▶ **The exercise**
Write out the entries below again with "sample output" switched to "example output" wherever it occurs, keeping every other line and character the same.

[Data items]
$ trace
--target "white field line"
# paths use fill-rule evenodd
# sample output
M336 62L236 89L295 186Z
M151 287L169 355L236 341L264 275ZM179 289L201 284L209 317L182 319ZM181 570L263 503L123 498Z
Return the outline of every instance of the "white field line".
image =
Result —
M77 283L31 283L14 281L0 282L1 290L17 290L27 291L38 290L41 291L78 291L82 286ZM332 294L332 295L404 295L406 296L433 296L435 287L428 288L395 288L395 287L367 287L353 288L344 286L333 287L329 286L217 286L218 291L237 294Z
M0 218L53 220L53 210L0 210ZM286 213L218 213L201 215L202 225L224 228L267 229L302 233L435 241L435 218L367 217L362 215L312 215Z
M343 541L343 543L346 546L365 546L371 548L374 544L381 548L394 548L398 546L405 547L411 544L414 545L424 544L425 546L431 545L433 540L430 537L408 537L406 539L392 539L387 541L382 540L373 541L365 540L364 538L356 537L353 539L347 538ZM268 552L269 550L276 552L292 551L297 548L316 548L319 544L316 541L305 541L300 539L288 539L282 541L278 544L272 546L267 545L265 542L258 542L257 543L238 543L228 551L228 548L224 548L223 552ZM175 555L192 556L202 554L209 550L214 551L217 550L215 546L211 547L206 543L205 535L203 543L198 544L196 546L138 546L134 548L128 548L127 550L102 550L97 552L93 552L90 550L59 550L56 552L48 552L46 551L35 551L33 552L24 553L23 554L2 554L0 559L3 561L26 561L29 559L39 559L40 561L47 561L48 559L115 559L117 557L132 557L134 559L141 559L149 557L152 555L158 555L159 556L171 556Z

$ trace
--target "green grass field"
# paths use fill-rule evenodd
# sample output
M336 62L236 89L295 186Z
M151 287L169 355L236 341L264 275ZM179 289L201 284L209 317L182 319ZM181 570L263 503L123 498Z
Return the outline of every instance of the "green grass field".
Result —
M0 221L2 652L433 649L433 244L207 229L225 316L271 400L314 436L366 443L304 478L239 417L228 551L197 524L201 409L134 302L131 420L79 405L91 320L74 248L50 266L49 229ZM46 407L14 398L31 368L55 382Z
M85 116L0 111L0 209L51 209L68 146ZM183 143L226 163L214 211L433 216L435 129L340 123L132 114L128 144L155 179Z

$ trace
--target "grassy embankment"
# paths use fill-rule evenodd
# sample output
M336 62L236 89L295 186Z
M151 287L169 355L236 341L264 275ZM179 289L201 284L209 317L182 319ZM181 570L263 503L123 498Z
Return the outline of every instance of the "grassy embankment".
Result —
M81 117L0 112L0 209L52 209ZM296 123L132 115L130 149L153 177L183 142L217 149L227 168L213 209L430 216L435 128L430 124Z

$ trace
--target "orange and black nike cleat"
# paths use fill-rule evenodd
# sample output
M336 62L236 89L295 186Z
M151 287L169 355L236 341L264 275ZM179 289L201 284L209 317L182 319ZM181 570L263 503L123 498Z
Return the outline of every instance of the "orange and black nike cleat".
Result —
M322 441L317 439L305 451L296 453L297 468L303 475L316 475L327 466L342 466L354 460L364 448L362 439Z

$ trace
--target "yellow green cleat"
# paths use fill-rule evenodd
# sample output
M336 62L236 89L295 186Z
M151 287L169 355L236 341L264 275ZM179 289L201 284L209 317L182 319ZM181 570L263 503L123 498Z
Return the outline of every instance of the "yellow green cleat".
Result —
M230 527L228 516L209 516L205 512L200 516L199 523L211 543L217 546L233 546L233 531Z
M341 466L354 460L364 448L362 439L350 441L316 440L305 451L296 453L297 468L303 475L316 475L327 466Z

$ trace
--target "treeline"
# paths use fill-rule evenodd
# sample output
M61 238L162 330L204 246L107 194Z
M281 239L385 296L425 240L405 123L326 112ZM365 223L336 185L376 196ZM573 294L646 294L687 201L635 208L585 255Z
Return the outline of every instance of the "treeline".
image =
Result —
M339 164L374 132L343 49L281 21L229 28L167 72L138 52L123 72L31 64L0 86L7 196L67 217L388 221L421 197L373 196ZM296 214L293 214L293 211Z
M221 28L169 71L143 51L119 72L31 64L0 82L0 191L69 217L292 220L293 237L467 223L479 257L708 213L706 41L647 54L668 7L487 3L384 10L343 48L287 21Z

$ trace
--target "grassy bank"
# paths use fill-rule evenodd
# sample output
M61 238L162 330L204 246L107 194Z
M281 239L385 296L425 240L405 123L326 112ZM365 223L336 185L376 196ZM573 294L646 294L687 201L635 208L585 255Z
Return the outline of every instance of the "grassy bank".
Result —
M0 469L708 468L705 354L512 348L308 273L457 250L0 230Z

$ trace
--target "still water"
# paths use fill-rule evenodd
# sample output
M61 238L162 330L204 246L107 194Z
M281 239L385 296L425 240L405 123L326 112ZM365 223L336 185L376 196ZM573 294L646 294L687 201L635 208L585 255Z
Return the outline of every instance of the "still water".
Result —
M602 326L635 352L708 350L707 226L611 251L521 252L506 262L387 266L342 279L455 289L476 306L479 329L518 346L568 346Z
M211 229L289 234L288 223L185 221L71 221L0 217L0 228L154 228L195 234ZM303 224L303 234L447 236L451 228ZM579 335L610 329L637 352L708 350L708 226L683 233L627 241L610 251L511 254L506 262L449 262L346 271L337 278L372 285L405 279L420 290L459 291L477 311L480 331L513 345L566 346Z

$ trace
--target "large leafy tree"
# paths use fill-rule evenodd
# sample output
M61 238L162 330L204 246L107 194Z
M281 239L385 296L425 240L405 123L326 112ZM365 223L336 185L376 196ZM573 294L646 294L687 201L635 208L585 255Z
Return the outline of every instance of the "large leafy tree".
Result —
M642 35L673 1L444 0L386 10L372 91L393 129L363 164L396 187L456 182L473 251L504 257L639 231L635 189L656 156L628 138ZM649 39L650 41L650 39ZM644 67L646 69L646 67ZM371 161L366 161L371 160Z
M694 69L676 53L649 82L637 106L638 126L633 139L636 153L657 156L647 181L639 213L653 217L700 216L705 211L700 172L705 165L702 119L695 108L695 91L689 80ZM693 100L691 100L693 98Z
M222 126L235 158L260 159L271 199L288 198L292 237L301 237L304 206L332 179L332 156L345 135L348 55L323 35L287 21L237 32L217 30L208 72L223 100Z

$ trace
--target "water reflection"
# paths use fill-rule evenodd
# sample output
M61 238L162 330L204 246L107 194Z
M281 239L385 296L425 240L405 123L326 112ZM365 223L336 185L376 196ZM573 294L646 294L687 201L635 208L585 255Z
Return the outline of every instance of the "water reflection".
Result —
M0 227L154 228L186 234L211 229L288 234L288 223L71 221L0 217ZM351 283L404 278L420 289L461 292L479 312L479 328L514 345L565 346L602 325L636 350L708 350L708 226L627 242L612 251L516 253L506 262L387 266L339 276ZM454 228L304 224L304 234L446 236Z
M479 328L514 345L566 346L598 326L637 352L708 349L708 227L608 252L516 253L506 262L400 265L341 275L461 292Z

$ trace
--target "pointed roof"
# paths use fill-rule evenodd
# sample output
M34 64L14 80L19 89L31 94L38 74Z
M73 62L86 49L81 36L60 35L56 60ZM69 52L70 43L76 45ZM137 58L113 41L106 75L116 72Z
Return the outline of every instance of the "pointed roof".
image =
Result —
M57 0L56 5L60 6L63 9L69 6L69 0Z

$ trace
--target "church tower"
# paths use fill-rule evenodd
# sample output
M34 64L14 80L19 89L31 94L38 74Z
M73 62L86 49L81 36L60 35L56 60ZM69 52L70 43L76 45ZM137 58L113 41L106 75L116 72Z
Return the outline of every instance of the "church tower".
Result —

▶ **Final result**
$ trace
--target "white field line"
# paths use fill-rule evenodd
# example output
M336 62L236 89L295 186Z
M151 287L169 355L236 341L264 275ZM179 289L201 284L209 317L182 319ZM181 570L263 503L123 498Z
Return the outline of every instance of the "white field line".
image =
Result —
M77 283L31 283L14 281L0 282L1 290L17 290L27 291L38 290L41 291L78 291L82 286ZM332 294L332 295L404 295L406 296L433 296L435 287L428 288L395 288L395 287L367 287L353 288L344 286L333 287L329 286L217 286L218 291L237 294Z
M0 218L53 220L53 210L0 210ZM286 213L218 213L201 215L202 225L224 228L267 229L302 233L435 241L435 218L367 217L362 215L312 215Z
M343 541L343 543L346 546L365 546L371 548L374 544L381 548L394 548L398 546L405 547L411 544L414 545L424 544L425 546L431 545L433 540L430 537L408 537L406 539L392 539L387 541L382 540L373 541L365 540L364 538L356 537L353 539L347 538ZM268 552L269 550L276 552L292 551L297 548L316 548L319 544L316 541L305 541L300 539L288 539L282 541L278 544L272 546L267 545L265 542L258 542L257 543L238 543L228 551L228 548L224 548L223 552ZM175 555L192 556L202 554L209 550L214 551L217 550L215 546L211 547L206 543L205 535L203 543L198 544L196 546L138 546L134 548L128 548L127 550L102 550L97 552L93 552L90 550L59 550L56 552L48 552L46 551L35 551L33 552L24 553L23 554L2 554L0 559L3 561L26 561L29 559L39 559L40 561L47 561L48 559L115 559L117 557L132 557L134 559L141 559L149 557L152 555L158 555L159 556L171 556Z

$ trace
--target "green grass field"
# paths use fill-rule evenodd
# example output
M336 62L236 89L295 186Z
M151 287L169 355L236 341L264 275ZM179 289L201 284L209 317L182 319ZM181 570L263 503L123 498Z
Return the outline of every instance of the "green grass field".
Result —
M0 221L2 652L433 649L433 244L207 229L225 316L271 400L314 436L366 443L304 478L239 417L228 551L197 524L201 409L134 302L131 420L79 405L91 320L74 248L50 266L49 229ZM46 407L14 398L31 368L55 382Z
M85 116L0 111L0 209L51 209L68 146ZM183 143L226 163L214 211L433 216L435 129L340 123L132 114L128 144L155 179Z

$ trace
--target "grassy embankment"
# paths use fill-rule evenodd
# example output
M336 62L236 89L295 186Z
M151 287L169 355L236 341L264 275ZM179 289L201 284L209 317L182 319ZM181 570L263 503L123 498Z
Return the outline of every instance of the "grassy embankment".
Result —
M81 117L0 112L0 209L52 209ZM296 123L132 115L130 149L153 177L183 142L217 149L227 168L213 209L430 216L435 128L430 124Z

$ trace
--target "orange and black nike cleat"
# paths use fill-rule evenodd
# example output
M336 62L236 89L295 186Z
M151 287L169 355L236 341L264 275ZM179 289L201 284L209 317L182 319ZM181 570L263 503L123 498Z
Return the outline of every instance of the "orange and black nike cleat".
Result —
M322 441L317 439L305 451L296 453L297 468L303 475L316 475L327 466L342 466L354 460L364 448L362 439Z

$ trace
--target "yellow green cleat"
# paths use fill-rule evenodd
# example output
M336 62L236 89L295 186Z
M151 287L169 355L236 341L264 275ZM179 289L201 284L209 317L182 319ZM181 570L263 503L123 498Z
Return the outline of every instance of the "yellow green cleat".
Result —
M230 527L228 516L209 516L205 512L200 516L199 523L211 543L217 546L233 546L233 531Z
M341 466L354 460L364 448L362 439L350 441L316 440L305 451L296 453L297 468L303 475L316 475L327 466Z

$ trace
--target "treeline"
# paths use fill-rule evenodd
# example output
M61 238L162 330L204 246L107 194Z
M281 239L385 296L425 240L405 123L326 112ZM365 223L336 185L376 196ZM573 294L646 294L687 201L635 208L585 255Z
Return the outline of every instance of the "treeline".
image =
Result —
M339 164L374 132L343 49L281 21L229 28L167 72L138 52L123 72L31 64L0 86L7 196L67 217L388 221L421 197L373 196ZM296 214L293 214L293 211Z
M221 28L169 71L143 51L119 72L31 64L0 82L0 191L69 217L292 220L293 237L467 223L479 257L708 213L706 41L647 54L668 7L487 3L384 10L343 48L287 21Z

$ trace
--target "grassy bank"
# paths use fill-rule evenodd
# example output
M61 238L162 330L204 246L107 194Z
M281 239L385 296L425 240L405 123L326 112ZM365 223L336 185L376 196ZM573 294L646 294L687 201L635 208L585 255Z
Return the outline of every instance of the "grassy bank".
Result —
M0 469L708 468L705 354L512 348L308 273L457 250L0 230Z

$ trace
--target "still water"
# paths use fill-rule evenodd
# example output
M61 238L162 330L204 246L107 194Z
M281 239L385 296L425 240L405 123L326 112ZM365 223L336 185L376 196ZM573 294L646 294L687 201L635 208L585 255Z
Return the outline of every instance of the "still water".
Result —
M602 326L635 352L708 350L707 226L611 251L521 252L506 262L387 266L342 279L455 289L476 306L479 329L518 346L568 346Z
M211 229L289 234L288 223L185 221L71 221L0 217L0 228L154 228L195 234ZM303 224L303 234L447 236L451 228ZM579 335L610 329L637 352L708 350L708 226L683 233L627 241L610 251L511 254L506 262L449 262L346 271L337 278L372 285L405 279L420 290L459 291L477 311L480 331L513 345L566 346Z

$ trace
--target "large leafy tree"
# paths use fill-rule evenodd
# example output
M61 238L162 330L204 246L107 194Z
M281 239L385 296L425 240L405 123L326 112ZM365 223L336 185L376 196ZM573 294L646 294L687 201L635 208L585 255Z
Return the outline of every instance of the "large leafy tree".
Result —
M642 35L673 1L444 0L386 10L372 91L393 129L363 164L396 187L456 182L473 251L504 257L639 231L635 189L656 156L628 138ZM649 39L650 41L650 39ZM644 67L646 69L646 67ZM371 161L366 161L371 160Z
M694 69L676 53L649 82L637 106L638 126L633 139L636 153L657 156L647 181L639 213L653 217L700 216L705 211L700 172L705 165L702 119L695 108L695 91L689 80ZM693 100L691 100L693 98Z
M222 126L235 158L260 159L271 199L288 198L292 237L301 237L304 206L332 179L332 156L345 135L348 55L323 35L287 21L237 32L217 30L208 72L223 100Z

$ trace
--target "water reflection"
# paths use fill-rule evenodd
# example output
M61 238L162 330L204 246L107 194Z
M281 239L385 296L425 240L405 123L326 112ZM365 223L336 185L376 196ZM573 294L646 294L687 201L635 208L585 255Z
Return the outline of every instance of the "water reflection".
Result —
M0 227L154 228L186 234L211 229L288 234L288 223L71 221L0 217ZM351 283L404 278L420 289L461 292L479 312L479 328L514 345L565 346L602 325L636 350L708 350L708 226L627 242L612 251L516 253L506 262L387 266L339 276ZM454 228L304 224L304 234L446 236Z
M479 328L514 345L566 346L598 326L637 352L708 349L708 227L608 252L516 253L506 262L400 265L341 275L461 292Z

$ trace
--target "pointed roof"
# paths use fill-rule evenodd
# example output
M34 64L14 80L19 89L31 94L38 74Z
M73 62L86 49L81 36L60 35L56 60ZM69 52L70 43L76 45ZM137 58L113 41L106 75L116 72Z
Return the outline of every instance of the "pointed roof".
image =
Result —
M57 0L56 5L60 6L63 9L69 6L69 0Z

$ trace
--target "church tower"
# paths use fill-rule evenodd
# example output
M34 64L14 80L19 89L31 94L38 74Z
M73 62L86 49L81 36L60 35L56 60ZM69 52L70 43L76 45ZM137 58L113 41L106 75L116 72Z
Return the outline of every instance of the "church tower".
Result —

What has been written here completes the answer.